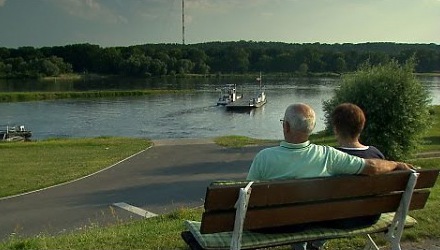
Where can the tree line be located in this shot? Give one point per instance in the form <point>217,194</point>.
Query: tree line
<point>210,58</point>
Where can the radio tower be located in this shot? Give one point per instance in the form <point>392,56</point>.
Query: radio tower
<point>183,22</point>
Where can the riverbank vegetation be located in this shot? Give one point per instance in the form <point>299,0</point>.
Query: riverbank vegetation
<point>210,58</point>
<point>163,232</point>
<point>395,103</point>
<point>38,96</point>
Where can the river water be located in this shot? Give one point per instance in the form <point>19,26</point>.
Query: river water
<point>191,115</point>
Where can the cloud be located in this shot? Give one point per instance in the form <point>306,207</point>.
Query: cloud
<point>88,10</point>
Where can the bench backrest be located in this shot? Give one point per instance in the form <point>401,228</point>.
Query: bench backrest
<point>290,202</point>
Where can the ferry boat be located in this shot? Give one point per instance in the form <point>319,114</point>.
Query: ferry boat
<point>16,133</point>
<point>228,94</point>
<point>255,102</point>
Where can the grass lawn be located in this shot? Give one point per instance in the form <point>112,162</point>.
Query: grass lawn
<point>56,161</point>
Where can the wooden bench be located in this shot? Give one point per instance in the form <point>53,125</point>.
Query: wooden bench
<point>235,213</point>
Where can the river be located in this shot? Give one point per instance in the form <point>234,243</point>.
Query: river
<point>191,115</point>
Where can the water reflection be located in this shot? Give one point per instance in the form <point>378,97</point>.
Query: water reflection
<point>193,115</point>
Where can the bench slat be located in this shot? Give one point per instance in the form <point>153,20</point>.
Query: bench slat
<point>275,216</point>
<point>224,197</point>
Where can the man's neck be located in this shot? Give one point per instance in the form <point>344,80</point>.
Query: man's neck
<point>349,143</point>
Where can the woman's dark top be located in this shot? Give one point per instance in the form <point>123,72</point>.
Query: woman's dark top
<point>367,152</point>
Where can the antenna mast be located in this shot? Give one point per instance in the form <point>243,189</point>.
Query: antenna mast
<point>183,22</point>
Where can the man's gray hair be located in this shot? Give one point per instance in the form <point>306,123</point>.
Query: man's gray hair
<point>300,117</point>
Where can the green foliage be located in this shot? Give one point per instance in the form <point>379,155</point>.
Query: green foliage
<point>213,57</point>
<point>395,103</point>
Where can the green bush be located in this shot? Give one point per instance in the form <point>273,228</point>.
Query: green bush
<point>395,103</point>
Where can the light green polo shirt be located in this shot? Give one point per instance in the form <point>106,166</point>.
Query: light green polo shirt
<point>303,160</point>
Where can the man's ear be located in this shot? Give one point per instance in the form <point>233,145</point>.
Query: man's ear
<point>286,127</point>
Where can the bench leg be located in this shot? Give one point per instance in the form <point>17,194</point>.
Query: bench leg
<point>371,245</point>
<point>395,231</point>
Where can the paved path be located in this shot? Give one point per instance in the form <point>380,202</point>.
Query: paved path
<point>170,175</point>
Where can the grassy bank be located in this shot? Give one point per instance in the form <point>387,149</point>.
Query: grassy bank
<point>162,232</point>
<point>38,96</point>
<point>28,166</point>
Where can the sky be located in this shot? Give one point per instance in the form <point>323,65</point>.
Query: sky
<point>110,23</point>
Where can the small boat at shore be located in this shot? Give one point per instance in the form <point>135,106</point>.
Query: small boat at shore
<point>255,102</point>
<point>228,94</point>
<point>16,133</point>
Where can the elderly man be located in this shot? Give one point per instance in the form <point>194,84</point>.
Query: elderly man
<point>297,157</point>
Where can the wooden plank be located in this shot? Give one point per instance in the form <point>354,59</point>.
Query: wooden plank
<point>276,216</point>
<point>315,189</point>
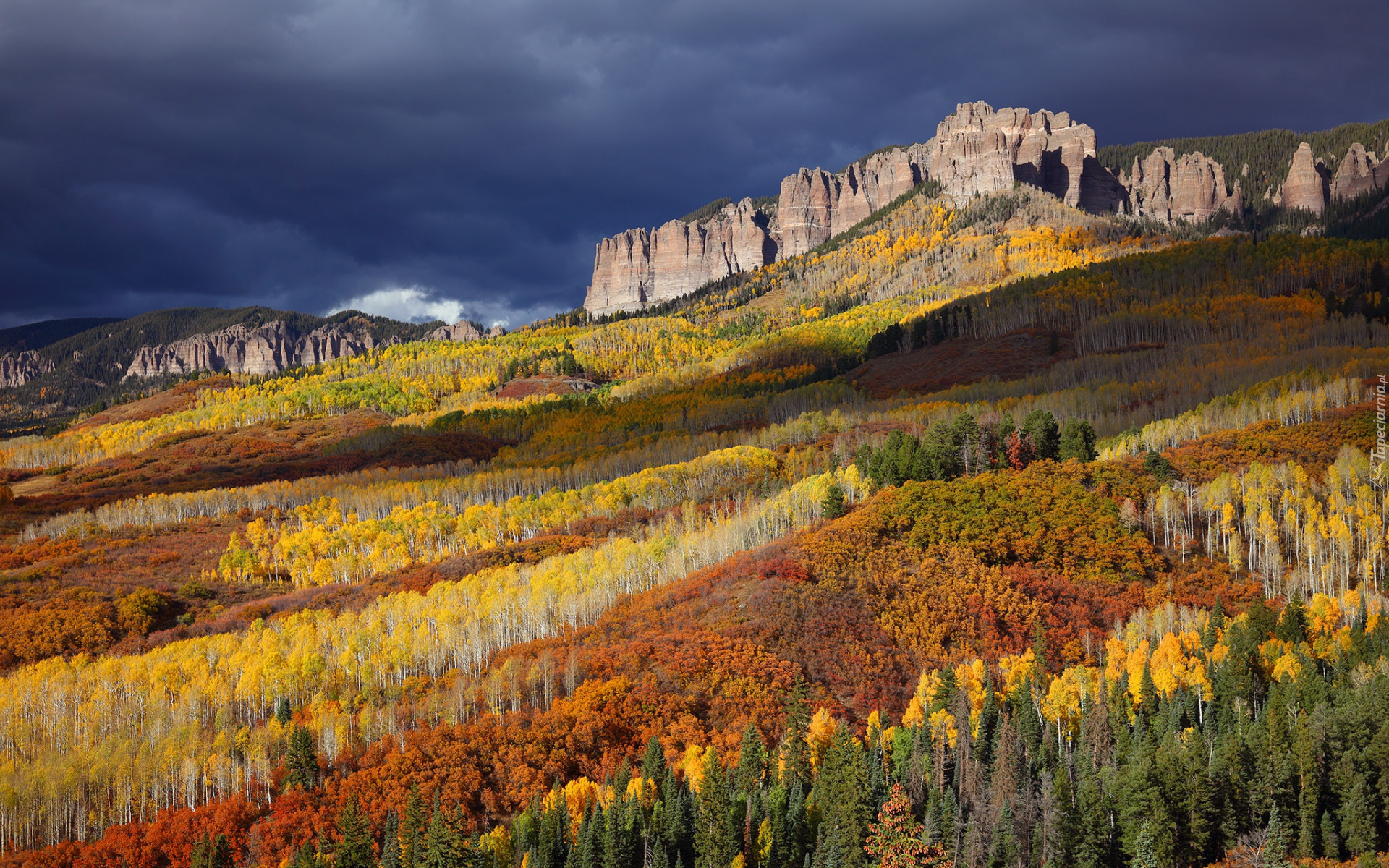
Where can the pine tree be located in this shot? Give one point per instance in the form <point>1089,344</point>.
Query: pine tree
<point>752,756</point>
<point>302,760</point>
<point>1145,854</point>
<point>842,795</point>
<point>353,848</point>
<point>1076,441</point>
<point>413,830</point>
<point>833,506</point>
<point>715,842</point>
<point>1041,427</point>
<point>391,842</point>
<point>441,843</point>
<point>653,764</point>
<point>306,857</point>
<point>795,752</point>
<point>1292,625</point>
<point>211,853</point>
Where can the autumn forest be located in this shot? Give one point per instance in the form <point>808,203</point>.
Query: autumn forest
<point>990,535</point>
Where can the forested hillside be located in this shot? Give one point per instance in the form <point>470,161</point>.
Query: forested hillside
<point>992,535</point>
<point>89,357</point>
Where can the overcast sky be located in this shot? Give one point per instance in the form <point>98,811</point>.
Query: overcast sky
<point>463,158</point>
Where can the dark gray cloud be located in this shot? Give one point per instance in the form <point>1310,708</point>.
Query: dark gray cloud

■ WRITTEN PROBLEM:
Write out every line of the items above as a numbered list, omitting blank lines and leaving out the pictures.

■ TASK RESPONSE:
1. Where can the tree line be located in this shot? Give one point per instance in the form <point>217,194</point>.
2. Query: tree line
3. <point>210,58</point>
4. Where can the radio tower be located in this shot? Give one point per instance in the form <point>392,56</point>.
5. Query: radio tower
6. <point>183,22</point>
7. Where can the riverbank vegetation be located in this shot? Give one point per instance in the form <point>299,0</point>.
8. Query: riverbank vegetation
9. <point>210,58</point>
10. <point>163,232</point>
11. <point>395,103</point>
12. <point>38,96</point>
13. Where can the river water be located in this shot? Give one point per instance in the form <point>19,26</point>.
14. Query: river water
15. <point>191,115</point>
16. Where can the cloud be located in this shot? Give one point per instance in the form <point>306,207</point>.
17. Query: cloud
18. <point>88,10</point>
19. Where can the bench backrest be located in this shot? Give one point per instance in the form <point>401,228</point>.
20. Query: bench backrest
21. <point>290,202</point>
22. Where can the ferry boat be located in this shot? Give one point per instance in the form <point>319,114</point>.
23. Query: ferry boat
24. <point>16,133</point>
25. <point>228,94</point>
26. <point>255,102</point>
27. Where can the grass lawn be located in this shot? Give one point per instance in the form <point>112,162</point>.
28. Query: grass lawn
29. <point>56,161</point>
30. Where can the wooden bench be located in this shot? Give one point per instance in the form <point>53,125</point>.
31. Query: wooden bench
32. <point>235,213</point>
33. Where can the river be located in this shot? Give one point per instance in the form <point>234,243</point>.
34. Query: river
35. <point>191,115</point>
36. Where can the water reflection be located in this shot? Give one point per instance in the form <point>378,97</point>.
37. Query: water reflection
38. <point>193,115</point>
39. Where can the bench slat be located in this shot? Give one point per instance in the form <point>153,20</point>.
40. Query: bench slat
41. <point>275,216</point>
42. <point>224,197</point>
43. Where can the man's neck be located in this shot? Give one point per instance in the form <point>344,80</point>.
44. Query: man's neck
45. <point>349,143</point>
46. Where can the woman's dark top be located in this shot? Give one point per instance in the form <point>123,72</point>.
47. Query: woman's dark top
48. <point>367,152</point>
49. Where can the antenna mast be located in this shot? Give one point per instance in the form <point>243,189</point>.
50. Query: antenna mast
51. <point>183,22</point>
52. Where can the man's gray hair be located in this shot? Give one point per instance in the form <point>306,123</point>.
53. Query: man's gray hair
54. <point>300,117</point>
55. Where can the green foliage be located in this shot? Give one point per instance in the form <point>379,155</point>.
56. Query: green foliage
57. <point>213,57</point>
58. <point>395,103</point>
59. Where can the green bush be located in this shot? Give one point per instance in the form <point>273,228</point>.
60. Query: green bush
61. <point>395,103</point>
62. Where can the light green polo shirt be located in this shot? Give one point per instance in the form <point>106,166</point>.
63. Query: light green polo shirt
64. <point>303,160</point>
65. Where can the man's ear be located in this shot? Give one point per instance in the form <point>233,145</point>.
66. Query: man's ear
67. <point>286,127</point>
68. Where can the bench leg be located in this shot? Give one point per instance in the form <point>17,194</point>.
69. Query: bench leg
70. <point>371,245</point>
71. <point>395,231</point>
72. Where can the paved path be located in this shot? Give one point per instance in the form <point>380,202</point>.
73. Query: paved path
74. <point>170,175</point>
75. Where can the grassy bank be located in this shot? Give one point per instance in the form <point>387,149</point>.
76. Query: grassy bank
77. <point>162,232</point>
78. <point>38,96</point>
79. <point>28,166</point>
80. Where can the sky be located in this shot? Give one point per instance in the form <point>323,65</point>.
81. Query: sky
82. <point>110,23</point>
83. Where can the small boat at shore be located in this shot? Give one point per instance in the form <point>135,106</point>.
84. Query: small boat at shore
85. <point>255,102</point>
86. <point>228,94</point>
87. <point>16,133</point>
88. Where can the elderly man be located in this shot? Give one point per instance in the form <point>194,84</point>.
89. Query: elderly man
90. <point>297,157</point>
91. Where can the wooden plank be located in this shot? Give one point per instance in the form <point>354,59</point>.
92. Query: wooden plank
93. <point>276,216</point>
94. <point>315,189</point>
95. Where can the pine tree be located in this shot? Give one point per instance in the form <point>1089,344</point>.
96. Query: pine tree
97. <point>752,756</point>
98. <point>302,760</point>
99. <point>1145,854</point>
100. <point>842,795</point>
101. <point>353,848</point>
102. <point>1076,441</point>
103. <point>413,830</point>
104. <point>833,506</point>
105. <point>715,842</point>
106. <point>1041,427</point>
107. <point>391,842</point>
108. <point>441,843</point>
109. <point>653,764</point>
110. <point>306,857</point>
111. <point>795,752</point>
112. <point>1292,625</point>
113. <point>211,853</point>
114. Where can the autumn forest be located in this shot? Give one point per instance in the form <point>808,203</point>.
115. Query: autumn forest
116. <point>990,535</point>
117. Where can the forested hillside be located in this shot? Give one point per instance in the form <point>470,161</point>.
118. Query: forested hillside
119. <point>992,535</point>
120. <point>89,357</point>
121. Where can the overcast sky be located in this shot? Give one point per instance in the form <point>98,811</point>.
122. Query: overcast sky
123. <point>463,158</point>
124. Where can the dark gray cloud be located in this shot? Give one point per instance in the form <point>1310,708</point>.
125. Query: dark gray cloud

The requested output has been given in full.